CONSEGNA 1:
Nella prima frase del testo sullo spettacolo, elenca per favore tutto ciò di cui lo spettacolo è detto essere spettacolo.
CONSEGNA 2:
Riscrivi la parte del testo sullo spettacolo che si apre con le parole "Questo spettacolo del" e si chiude con "perduta, da riscoprire.", sostituendo "vittima" con "persona fragile".

TESTO FORNITO:
□ □ □

Questo spettacolo del marginale, del fragile e della debolezza non si chiude, infatti, su un meccanismo semplicemente consolatorio, non ci permette insomma di essere purgati attraverso l’identificazione, o di pagare il prezzo delle nostre “mostruosità” con qualche ora di senso di colpa. E poi magari dimenticare ogni forma di intima sensibilità con l’umano che abbiamo intorno. Non fa della vittima un eroe o un soggetto da compatire, ma una possibilità, perduta, da riscoprire.
Nel far sorgere e sparire dietro il velo i personaggi che presentano la loro impossibilità strutturale a raccontarci/si una storia che li (ci) rifletta, “la quarentenne” (Monica Piseddu) pronuncia le ultime battute dell’opera: “Che cosa mi racconti, che cosa mi racconto?”.

□ □ □

[Dati di etichettatura di punti su foto]
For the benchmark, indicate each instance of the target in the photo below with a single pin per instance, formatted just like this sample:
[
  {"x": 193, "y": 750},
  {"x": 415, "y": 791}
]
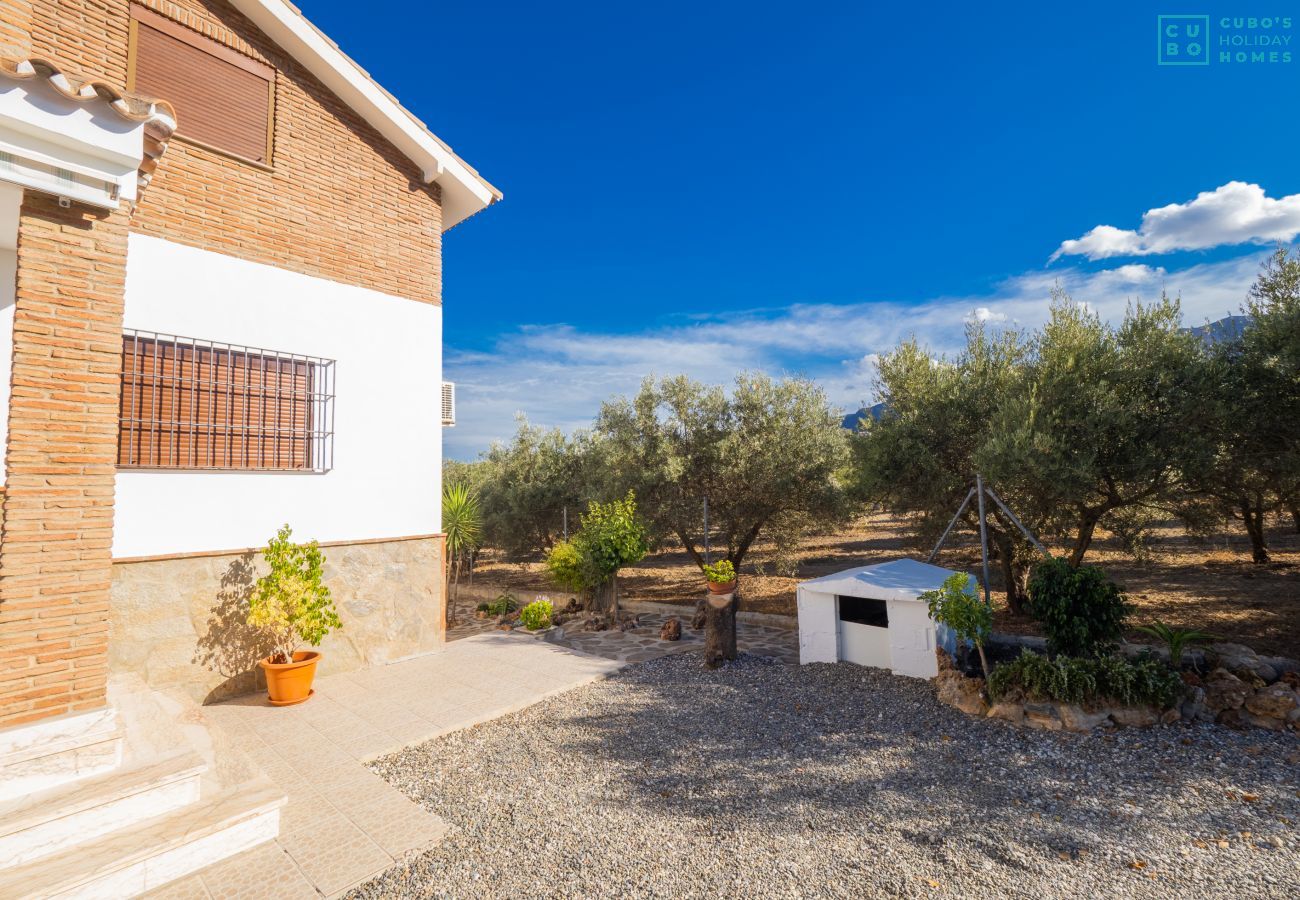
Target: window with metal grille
[{"x": 202, "y": 405}]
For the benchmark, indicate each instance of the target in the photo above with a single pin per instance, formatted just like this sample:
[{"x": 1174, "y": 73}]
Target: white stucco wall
[
  {"x": 388, "y": 445},
  {"x": 819, "y": 626}
]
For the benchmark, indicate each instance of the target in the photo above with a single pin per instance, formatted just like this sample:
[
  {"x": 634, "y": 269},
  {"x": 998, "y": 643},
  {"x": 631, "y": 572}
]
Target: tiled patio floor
[{"x": 343, "y": 823}]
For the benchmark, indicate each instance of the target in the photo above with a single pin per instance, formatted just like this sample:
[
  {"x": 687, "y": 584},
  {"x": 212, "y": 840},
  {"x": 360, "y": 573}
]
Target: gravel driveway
[{"x": 761, "y": 779}]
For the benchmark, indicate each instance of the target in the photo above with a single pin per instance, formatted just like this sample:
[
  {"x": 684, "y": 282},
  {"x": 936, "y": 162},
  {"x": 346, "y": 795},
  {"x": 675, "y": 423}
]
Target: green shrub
[
  {"x": 503, "y": 605},
  {"x": 290, "y": 602},
  {"x": 1082, "y": 611},
  {"x": 1088, "y": 682},
  {"x": 720, "y": 572},
  {"x": 567, "y": 567},
  {"x": 1175, "y": 639},
  {"x": 962, "y": 611},
  {"x": 537, "y": 614}
]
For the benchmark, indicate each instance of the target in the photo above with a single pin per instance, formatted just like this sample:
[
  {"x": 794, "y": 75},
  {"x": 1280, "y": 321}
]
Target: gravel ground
[{"x": 761, "y": 779}]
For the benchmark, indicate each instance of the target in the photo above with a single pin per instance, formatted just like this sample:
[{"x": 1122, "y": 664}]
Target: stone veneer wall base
[{"x": 183, "y": 618}]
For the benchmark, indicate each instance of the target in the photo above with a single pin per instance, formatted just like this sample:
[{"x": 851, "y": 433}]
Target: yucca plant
[
  {"x": 462, "y": 523},
  {"x": 1175, "y": 639}
]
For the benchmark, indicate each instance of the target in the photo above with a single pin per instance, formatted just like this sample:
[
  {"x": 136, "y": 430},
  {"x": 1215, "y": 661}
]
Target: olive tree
[
  {"x": 525, "y": 485},
  {"x": 1100, "y": 420},
  {"x": 768, "y": 455},
  {"x": 1247, "y": 449},
  {"x": 921, "y": 457}
]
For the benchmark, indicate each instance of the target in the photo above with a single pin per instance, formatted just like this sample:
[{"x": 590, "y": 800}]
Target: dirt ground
[{"x": 1191, "y": 583}]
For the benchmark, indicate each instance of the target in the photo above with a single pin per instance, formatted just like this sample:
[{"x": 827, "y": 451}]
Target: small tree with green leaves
[
  {"x": 956, "y": 606},
  {"x": 1083, "y": 613},
  {"x": 462, "y": 523},
  {"x": 611, "y": 536},
  {"x": 290, "y": 602}
]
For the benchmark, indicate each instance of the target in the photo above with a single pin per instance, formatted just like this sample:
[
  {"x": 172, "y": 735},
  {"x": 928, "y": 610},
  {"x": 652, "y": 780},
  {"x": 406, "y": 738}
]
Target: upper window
[
  {"x": 203, "y": 405},
  {"x": 222, "y": 99}
]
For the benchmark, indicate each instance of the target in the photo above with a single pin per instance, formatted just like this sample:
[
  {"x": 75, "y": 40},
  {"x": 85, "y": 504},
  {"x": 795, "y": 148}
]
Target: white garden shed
[{"x": 874, "y": 615}]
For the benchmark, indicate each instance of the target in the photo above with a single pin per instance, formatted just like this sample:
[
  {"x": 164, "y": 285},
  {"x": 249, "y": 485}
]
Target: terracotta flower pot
[{"x": 290, "y": 683}]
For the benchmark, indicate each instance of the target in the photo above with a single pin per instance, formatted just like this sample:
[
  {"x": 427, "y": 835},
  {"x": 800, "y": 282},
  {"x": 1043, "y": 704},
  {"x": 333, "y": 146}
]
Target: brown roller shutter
[{"x": 221, "y": 98}]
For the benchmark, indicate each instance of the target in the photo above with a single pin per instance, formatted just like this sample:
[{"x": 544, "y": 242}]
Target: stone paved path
[{"x": 343, "y": 823}]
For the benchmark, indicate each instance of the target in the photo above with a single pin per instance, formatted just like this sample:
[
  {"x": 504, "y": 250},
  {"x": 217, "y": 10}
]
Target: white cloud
[
  {"x": 1233, "y": 213},
  {"x": 559, "y": 375},
  {"x": 984, "y": 315}
]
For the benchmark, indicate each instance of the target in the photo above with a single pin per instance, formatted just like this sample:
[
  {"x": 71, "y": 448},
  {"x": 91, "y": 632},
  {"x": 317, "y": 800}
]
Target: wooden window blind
[
  {"x": 222, "y": 99},
  {"x": 199, "y": 405}
]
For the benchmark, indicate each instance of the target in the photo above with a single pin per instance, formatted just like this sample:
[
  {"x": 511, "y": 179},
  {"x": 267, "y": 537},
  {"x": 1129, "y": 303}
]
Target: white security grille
[{"x": 449, "y": 403}]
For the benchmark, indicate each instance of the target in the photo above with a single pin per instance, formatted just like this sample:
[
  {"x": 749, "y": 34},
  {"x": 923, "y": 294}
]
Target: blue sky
[{"x": 713, "y": 186}]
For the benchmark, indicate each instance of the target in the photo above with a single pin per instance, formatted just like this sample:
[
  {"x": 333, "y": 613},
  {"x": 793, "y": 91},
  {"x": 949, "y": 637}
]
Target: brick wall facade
[
  {"x": 338, "y": 202},
  {"x": 57, "y": 513}
]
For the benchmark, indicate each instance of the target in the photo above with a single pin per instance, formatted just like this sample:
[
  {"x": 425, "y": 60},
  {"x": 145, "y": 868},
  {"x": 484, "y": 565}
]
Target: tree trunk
[
  {"x": 1083, "y": 540},
  {"x": 719, "y": 631},
  {"x": 1253, "y": 519},
  {"x": 455, "y": 591},
  {"x": 606, "y": 600},
  {"x": 1013, "y": 576}
]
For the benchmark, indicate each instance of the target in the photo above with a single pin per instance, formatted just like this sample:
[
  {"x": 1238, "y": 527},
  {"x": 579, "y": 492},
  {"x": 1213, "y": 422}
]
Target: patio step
[
  {"x": 59, "y": 751},
  {"x": 146, "y": 855},
  {"x": 44, "y": 822}
]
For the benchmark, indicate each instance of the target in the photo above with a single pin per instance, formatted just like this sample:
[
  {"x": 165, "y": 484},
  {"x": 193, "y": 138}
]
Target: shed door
[{"x": 863, "y": 631}]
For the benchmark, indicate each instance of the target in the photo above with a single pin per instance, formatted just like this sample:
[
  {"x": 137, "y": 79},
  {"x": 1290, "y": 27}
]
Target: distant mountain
[
  {"x": 1216, "y": 332},
  {"x": 1225, "y": 329},
  {"x": 874, "y": 412}
]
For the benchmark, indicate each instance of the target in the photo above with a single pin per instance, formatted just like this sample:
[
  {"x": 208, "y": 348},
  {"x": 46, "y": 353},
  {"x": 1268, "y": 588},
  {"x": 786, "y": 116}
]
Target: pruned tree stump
[{"x": 719, "y": 628}]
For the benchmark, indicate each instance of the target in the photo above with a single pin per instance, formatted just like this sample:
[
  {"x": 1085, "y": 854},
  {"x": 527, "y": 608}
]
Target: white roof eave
[
  {"x": 464, "y": 191},
  {"x": 898, "y": 579}
]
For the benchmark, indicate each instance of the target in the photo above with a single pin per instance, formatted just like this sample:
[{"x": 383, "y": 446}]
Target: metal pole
[
  {"x": 707, "y": 558},
  {"x": 983, "y": 533},
  {"x": 1018, "y": 523},
  {"x": 944, "y": 536}
]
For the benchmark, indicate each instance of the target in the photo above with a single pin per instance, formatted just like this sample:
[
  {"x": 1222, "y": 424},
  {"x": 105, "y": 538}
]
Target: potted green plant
[
  {"x": 291, "y": 604},
  {"x": 722, "y": 576}
]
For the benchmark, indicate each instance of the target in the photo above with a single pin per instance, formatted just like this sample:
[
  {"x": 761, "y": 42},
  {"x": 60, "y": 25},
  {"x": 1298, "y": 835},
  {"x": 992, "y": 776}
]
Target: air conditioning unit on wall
[{"x": 449, "y": 403}]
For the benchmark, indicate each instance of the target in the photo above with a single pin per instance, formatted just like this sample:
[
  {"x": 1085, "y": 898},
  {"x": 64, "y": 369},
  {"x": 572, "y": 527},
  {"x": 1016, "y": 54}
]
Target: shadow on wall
[{"x": 229, "y": 645}]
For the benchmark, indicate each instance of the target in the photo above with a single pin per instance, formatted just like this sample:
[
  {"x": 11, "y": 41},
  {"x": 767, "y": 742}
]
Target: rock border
[{"x": 1242, "y": 691}]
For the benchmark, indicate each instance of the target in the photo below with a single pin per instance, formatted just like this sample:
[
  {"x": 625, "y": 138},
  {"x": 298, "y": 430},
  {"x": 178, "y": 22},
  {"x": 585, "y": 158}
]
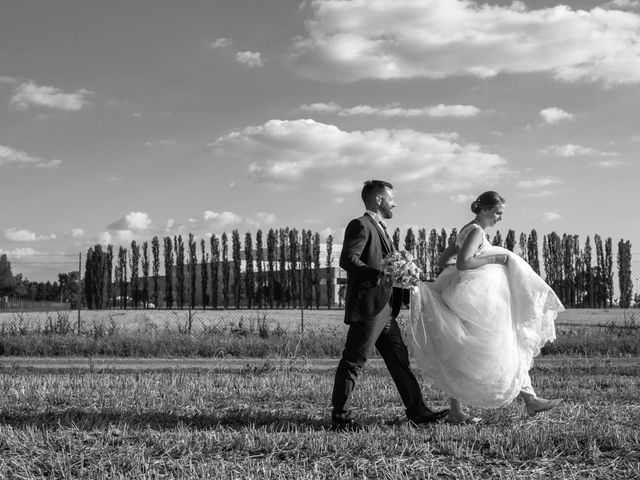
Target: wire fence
[{"x": 50, "y": 297}]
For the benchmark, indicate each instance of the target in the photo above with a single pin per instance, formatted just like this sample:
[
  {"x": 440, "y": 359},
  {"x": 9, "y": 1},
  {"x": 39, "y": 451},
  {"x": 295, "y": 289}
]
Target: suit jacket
[{"x": 363, "y": 248}]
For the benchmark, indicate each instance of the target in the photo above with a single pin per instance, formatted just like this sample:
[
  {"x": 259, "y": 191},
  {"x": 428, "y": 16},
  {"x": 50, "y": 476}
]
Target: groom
[{"x": 371, "y": 318}]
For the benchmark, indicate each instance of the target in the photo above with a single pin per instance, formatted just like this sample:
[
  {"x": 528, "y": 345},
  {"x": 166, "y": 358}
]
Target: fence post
[
  {"x": 301, "y": 283},
  {"x": 79, "y": 299}
]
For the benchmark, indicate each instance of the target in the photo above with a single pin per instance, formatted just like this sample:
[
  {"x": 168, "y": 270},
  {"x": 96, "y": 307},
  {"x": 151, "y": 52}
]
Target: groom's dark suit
[{"x": 371, "y": 321}]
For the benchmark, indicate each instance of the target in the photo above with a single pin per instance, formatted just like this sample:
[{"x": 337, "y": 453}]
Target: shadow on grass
[{"x": 230, "y": 419}]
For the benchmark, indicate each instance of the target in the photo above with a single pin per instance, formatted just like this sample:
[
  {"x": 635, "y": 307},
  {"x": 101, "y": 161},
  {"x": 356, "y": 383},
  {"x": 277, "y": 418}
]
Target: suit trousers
[{"x": 383, "y": 332}]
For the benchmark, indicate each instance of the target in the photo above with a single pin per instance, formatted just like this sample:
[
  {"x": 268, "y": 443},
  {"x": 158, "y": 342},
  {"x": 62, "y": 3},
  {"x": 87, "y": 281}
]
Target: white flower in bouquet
[{"x": 400, "y": 266}]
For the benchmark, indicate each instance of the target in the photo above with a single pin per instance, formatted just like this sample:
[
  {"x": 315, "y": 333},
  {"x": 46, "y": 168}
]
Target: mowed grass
[{"x": 268, "y": 418}]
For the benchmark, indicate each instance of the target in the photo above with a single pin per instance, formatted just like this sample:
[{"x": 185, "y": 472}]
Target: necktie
[{"x": 386, "y": 234}]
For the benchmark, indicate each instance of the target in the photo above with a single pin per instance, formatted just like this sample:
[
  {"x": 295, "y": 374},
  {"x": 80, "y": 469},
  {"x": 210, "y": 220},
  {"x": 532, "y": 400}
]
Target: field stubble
[{"x": 242, "y": 419}]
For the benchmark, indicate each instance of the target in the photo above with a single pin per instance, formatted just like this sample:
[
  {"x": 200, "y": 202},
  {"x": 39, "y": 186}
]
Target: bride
[{"x": 476, "y": 329}]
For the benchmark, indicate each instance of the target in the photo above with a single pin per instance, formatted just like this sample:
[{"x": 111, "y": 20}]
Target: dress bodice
[{"x": 464, "y": 233}]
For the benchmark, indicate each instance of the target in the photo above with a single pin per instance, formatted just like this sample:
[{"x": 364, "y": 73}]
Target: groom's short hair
[{"x": 374, "y": 187}]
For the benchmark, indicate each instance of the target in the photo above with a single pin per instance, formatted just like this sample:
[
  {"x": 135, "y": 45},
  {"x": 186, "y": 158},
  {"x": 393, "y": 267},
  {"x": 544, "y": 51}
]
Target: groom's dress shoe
[
  {"x": 538, "y": 405},
  {"x": 429, "y": 419}
]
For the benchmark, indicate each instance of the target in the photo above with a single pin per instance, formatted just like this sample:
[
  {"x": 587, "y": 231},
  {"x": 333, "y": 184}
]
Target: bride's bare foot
[{"x": 537, "y": 405}]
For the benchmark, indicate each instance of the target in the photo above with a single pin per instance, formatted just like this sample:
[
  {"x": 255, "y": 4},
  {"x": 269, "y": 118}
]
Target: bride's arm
[
  {"x": 466, "y": 260},
  {"x": 444, "y": 257}
]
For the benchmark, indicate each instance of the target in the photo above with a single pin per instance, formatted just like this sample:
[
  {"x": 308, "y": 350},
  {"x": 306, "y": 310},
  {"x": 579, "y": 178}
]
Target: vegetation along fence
[{"x": 287, "y": 277}]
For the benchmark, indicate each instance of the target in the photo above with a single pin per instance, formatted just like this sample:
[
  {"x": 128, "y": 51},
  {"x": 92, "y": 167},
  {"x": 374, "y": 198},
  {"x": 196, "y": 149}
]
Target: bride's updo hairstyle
[{"x": 487, "y": 200}]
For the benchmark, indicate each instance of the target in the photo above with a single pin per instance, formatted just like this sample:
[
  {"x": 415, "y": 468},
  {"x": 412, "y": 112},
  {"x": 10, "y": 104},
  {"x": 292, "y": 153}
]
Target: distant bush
[{"x": 253, "y": 337}]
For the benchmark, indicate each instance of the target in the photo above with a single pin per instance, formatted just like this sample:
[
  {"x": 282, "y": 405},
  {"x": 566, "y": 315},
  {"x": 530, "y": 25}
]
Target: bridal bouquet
[{"x": 401, "y": 268}]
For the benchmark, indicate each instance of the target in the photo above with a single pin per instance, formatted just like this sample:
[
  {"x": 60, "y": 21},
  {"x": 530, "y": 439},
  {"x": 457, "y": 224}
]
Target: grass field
[
  {"x": 287, "y": 319},
  {"x": 267, "y": 418}
]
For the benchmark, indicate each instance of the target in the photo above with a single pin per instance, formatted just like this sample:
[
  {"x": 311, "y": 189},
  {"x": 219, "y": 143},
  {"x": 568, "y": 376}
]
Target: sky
[{"x": 122, "y": 120}]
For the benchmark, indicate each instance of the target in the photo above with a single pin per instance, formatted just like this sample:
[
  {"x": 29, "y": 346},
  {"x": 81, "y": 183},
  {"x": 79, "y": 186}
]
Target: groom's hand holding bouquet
[{"x": 401, "y": 269}]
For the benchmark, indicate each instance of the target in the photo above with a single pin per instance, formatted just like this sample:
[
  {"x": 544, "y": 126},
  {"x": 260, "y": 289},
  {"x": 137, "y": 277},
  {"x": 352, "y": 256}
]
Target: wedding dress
[{"x": 475, "y": 332}]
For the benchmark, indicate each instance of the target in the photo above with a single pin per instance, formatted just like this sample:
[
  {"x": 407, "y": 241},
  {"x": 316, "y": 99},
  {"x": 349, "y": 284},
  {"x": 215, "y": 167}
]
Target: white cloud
[
  {"x": 221, "y": 219},
  {"x": 290, "y": 153},
  {"x": 261, "y": 219},
  {"x": 29, "y": 95},
  {"x": 393, "y": 111},
  {"x": 21, "y": 252},
  {"x": 554, "y": 115},
  {"x": 347, "y": 41},
  {"x": 135, "y": 221},
  {"x": 11, "y": 157},
  {"x": 571, "y": 150},
  {"x": 608, "y": 163},
  {"x": 251, "y": 59},
  {"x": 622, "y": 4},
  {"x": 22, "y": 235},
  {"x": 538, "y": 182},
  {"x": 462, "y": 198},
  {"x": 550, "y": 216},
  {"x": 105, "y": 238}
]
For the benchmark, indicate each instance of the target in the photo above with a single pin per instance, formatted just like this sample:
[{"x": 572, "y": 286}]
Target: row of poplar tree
[{"x": 288, "y": 273}]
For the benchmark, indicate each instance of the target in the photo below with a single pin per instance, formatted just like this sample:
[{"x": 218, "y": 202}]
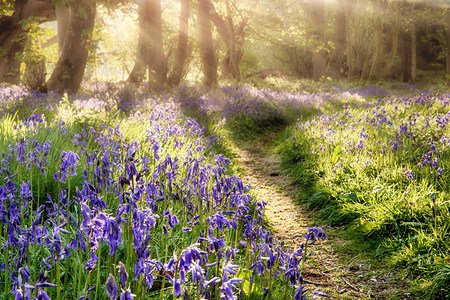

□ □ □

RISPOSTA 1:
Il marginale, il fragile e la debolezza.

RISPOSTA 2:
Questo spettacolo del marginale, del fragile e della debolezza non si chiude, infatti, su un meccanismo semplicemente consolatorio, non ci permette insomma di essere purgati attraverso l’identificazione, o di pagare il prezzo delle nostre “mostruosità” con qualche ora di senso di colpa. E poi magari dimenticare ogni forma di intima sensibilità con l’umano che abbiamo intorno. Non fa della persona fragile un eroe o un soggetto da compatire, ma una possibilità, perduta, da riscoprire.